Cass. pen., sez. VI 20-03-2008 (12-03-2008), n. 12517 Sequestro preventivo – Ricorso per cassazione – Difensore del terzo avente diritto alla restituzione – Procura speciale per la proposizione del ricorso

Sentenza scelta dal dott. Domenico Cirasole

CONSIDERATO IN FATTO E IN DIRITTO
Con un primo motivo di impugnazione il ricorrente deduce la violazione dell’art. 606 c.p.p., comma 1, lettera e), per illogicità e contraddittorietà della motivazione in punto di sussistenza del "fumus commissi delicti" risultando, a giudizio del ricorrente, l’assoluto rispetto della normativa che regola la materia dei "project financing" nel rispetto delle norme interne e delle norme comunitarie in materia di pubblicità degli avvisi concernenti la progettazione e la realizzazione dei lavori pubblici, nonchè la violazione della L. n. 109 del 1994, art. 37 bis e D.P.R. n. 554 del 1999, art. 80.

Righe elencate ::
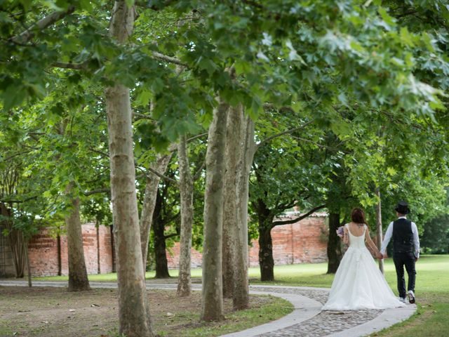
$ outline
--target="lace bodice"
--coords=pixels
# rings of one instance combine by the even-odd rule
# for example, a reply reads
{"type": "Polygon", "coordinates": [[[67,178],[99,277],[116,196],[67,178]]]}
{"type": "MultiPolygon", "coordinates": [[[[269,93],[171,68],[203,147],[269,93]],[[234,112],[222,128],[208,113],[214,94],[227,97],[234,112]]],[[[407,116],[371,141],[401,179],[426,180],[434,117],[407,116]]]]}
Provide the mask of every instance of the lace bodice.
{"type": "Polygon", "coordinates": [[[366,246],[365,245],[365,233],[366,232],[366,225],[363,225],[363,234],[358,237],[356,237],[351,233],[351,230],[349,230],[349,225],[344,225],[346,229],[348,230],[348,233],[349,234],[349,247],[352,248],[365,248],[366,246]]]}

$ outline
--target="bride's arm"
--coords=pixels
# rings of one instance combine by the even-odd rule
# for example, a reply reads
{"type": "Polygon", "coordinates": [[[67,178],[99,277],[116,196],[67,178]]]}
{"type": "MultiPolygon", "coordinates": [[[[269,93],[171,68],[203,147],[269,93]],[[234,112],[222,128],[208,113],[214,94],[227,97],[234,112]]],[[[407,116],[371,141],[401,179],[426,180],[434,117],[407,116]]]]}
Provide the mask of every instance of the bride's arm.
{"type": "Polygon", "coordinates": [[[343,243],[344,244],[349,244],[349,235],[348,234],[348,230],[346,227],[343,227],[343,243]]]}
{"type": "Polygon", "coordinates": [[[382,255],[380,253],[380,251],[379,251],[379,249],[377,249],[376,245],[374,244],[374,242],[373,242],[371,237],[370,236],[370,230],[368,229],[368,226],[366,226],[366,230],[365,231],[365,241],[366,242],[366,244],[368,248],[371,249],[371,251],[374,252],[376,258],[381,258],[382,255]]]}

Cosa fare :: Prosegui la sentenza sul sequestro preventivo a partire dall'ultima frase riportata. Le righe non hanno alcun ruolo in questo lavoro.

Risposta scritta ::
Con un secondo motivo di impugnazione si lamenta la violazione dell’art. 606 c.p.p., comma 1, lett. e), per mancanza di motivazione sul vincolo di pertinenzialità, non essendo l’immobile nella disponibilità degli indagati e/o del ricorrente, e tenuto debito conto del fatto che la soc. Palacongressi S.r.l. – concessionaria dell’immobile sottoposto a sequestro preventivo – è totalmente estranea ai fatti oggetto della vicenda penale. Nè il legale rappresentante ma nemmeno alcuno dei soci e/o dipendenti è mai stato fatto oggetto di indagini all’interno del procedimento 664/06 RGNR che riguarda due indagati noti, l’ing. L.M. e l’arch.
D.C.A. (entrambi dipendenti dell’amministrazione comunale di (OMISSIS)), nonchè "persone da identificare dell’Amm. Comunale di (OMISSIS)".
Tanto premesso, va subito affrontata e risolta la perplessità iniziale, verbalmente manifestata dal Procuratore Generale, in ordine alla legittimazione del C. nella presente procedura ex art. 325 c.p.p., dubbio che esige una preliminare premessa in fatto.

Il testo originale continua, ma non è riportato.